Japan Association for Medical Informatics

[2-J-2-04] 特定健診結果とレセプトデータを用いた受診勧奨の医療経済性評価

清水 大暉1、鈴木 哲平2、森井 康博1、澤田 将3、小笠原 克彦4 (1. 北海道大学大学院保健科学院, 2. 北海道教育大学岩見沢校 芸術・スポーツビジネス専攻, 3. 室蘭市役所保生活環境部, 4. 北海道大学大学院保健科学研究院)

Specific Health Checkup, Medical Expenses, Follow-up Examination Recommendation

【背景と目的】生活習慣病の早期発見・予防を目的として、特定健康診査(以下、「特定健診」と言う)において医療機関への受診勧奨は特定保健指導よりも厳しい基準が定められている。受診勧奨の費用対効果が明らかになっておらず、行政のメリットが明らかになっていない。本研究では特定健診及び受診勧奨の医療費経済性の評価を行うために、受診勧奨の有無とその後の特定健診・医科受診の傾向並びに医療費との関連を検討した。

【方法】分析は北海道室蘭市(人口83,285人)から提供された医科レセプトデータ、特定健診及び受診勧奨データ、被保険者管理台帳を利用した。対象は平成25年に特定健診を受診した6184人の内、受診勧奨の対象・非対対象判定可能及び平成30年の医療費が追跡可能な患者1729人とした。(1) 平成25年の受診勧奨の有無によりその後5年間の特定健診・医科受診回数の差異を比較した。(2) 平成25年度と平成26年度の2年間で受診勧奨の有無により4グループに分類し、平成27年以降4年間の健診・医科受診回数を比較した。(3) 平成25年以降の特定健診受診回数別に5年後の医療費の比較を行った。

[保存済みデータ項目]
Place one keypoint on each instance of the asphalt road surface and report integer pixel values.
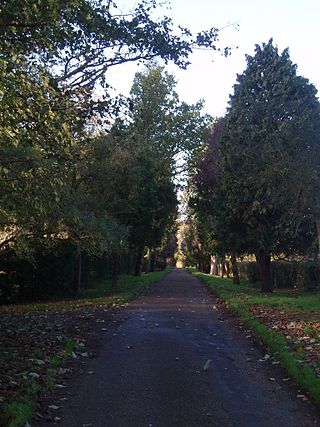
(176, 361)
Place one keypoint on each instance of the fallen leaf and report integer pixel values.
(206, 365)
(53, 407)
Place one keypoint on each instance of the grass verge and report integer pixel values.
(243, 300)
(36, 350)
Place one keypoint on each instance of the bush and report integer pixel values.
(248, 271)
(303, 275)
(284, 274)
(308, 276)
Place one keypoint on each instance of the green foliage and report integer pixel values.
(239, 299)
(248, 271)
(308, 276)
(284, 274)
(54, 184)
(271, 132)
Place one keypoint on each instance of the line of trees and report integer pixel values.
(97, 172)
(255, 186)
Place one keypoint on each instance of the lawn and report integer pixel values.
(287, 321)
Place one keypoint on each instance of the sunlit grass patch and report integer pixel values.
(288, 323)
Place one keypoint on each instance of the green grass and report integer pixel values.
(127, 288)
(18, 413)
(239, 298)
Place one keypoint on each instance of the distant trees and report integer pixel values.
(64, 173)
(265, 171)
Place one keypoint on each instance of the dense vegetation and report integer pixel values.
(254, 188)
(87, 178)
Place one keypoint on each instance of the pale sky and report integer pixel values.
(291, 23)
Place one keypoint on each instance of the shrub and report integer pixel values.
(248, 271)
(284, 274)
(308, 276)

# 作業指示
a – 受診勧奨の医療経済性評価に関する抄録にある「受診勧奨の費用対効果が明らかになっておらず、行政のメリットが明らかになっていない。」という一文を英語に訳すとどうなりますか？
b – 受診勧奨の医療経済性評価に関する抄録を、最後の文の後から続けて書いてもらえますか？

# 各作業の結果
a – The cost-effectiveness of recommendations for follow-up medical examinations has not been clarified, and the benefits to the local government have not been made clear.

b –
【結果と考察】(1) 平成25年の受診勧奨対象群は、受診勧奨非対象群と比べてその後5年間の特定健診の平均受診回数が有意に低かった(p<0.01)。(2) 平成25年度から26年度にかけ2年連続で受診勧奨を受けた群は、2年連続で受診勧奨を受けなかった群と比してその後の特定健診・医科受診回数が有意に低かった。(3) 5年後の医療費では、平成26年から平成30年まで5回全て特定健診を受けた群は特定健診受診回数が4回以下の群に比べて優位に医療費が低かった(p<0.01)。受診勧奨対象群患者はその後の特定健診の受診回数が少ないが、これらの患者に対し定期的な特定健診の受診を促す事で医療費の削減につながると考えられる。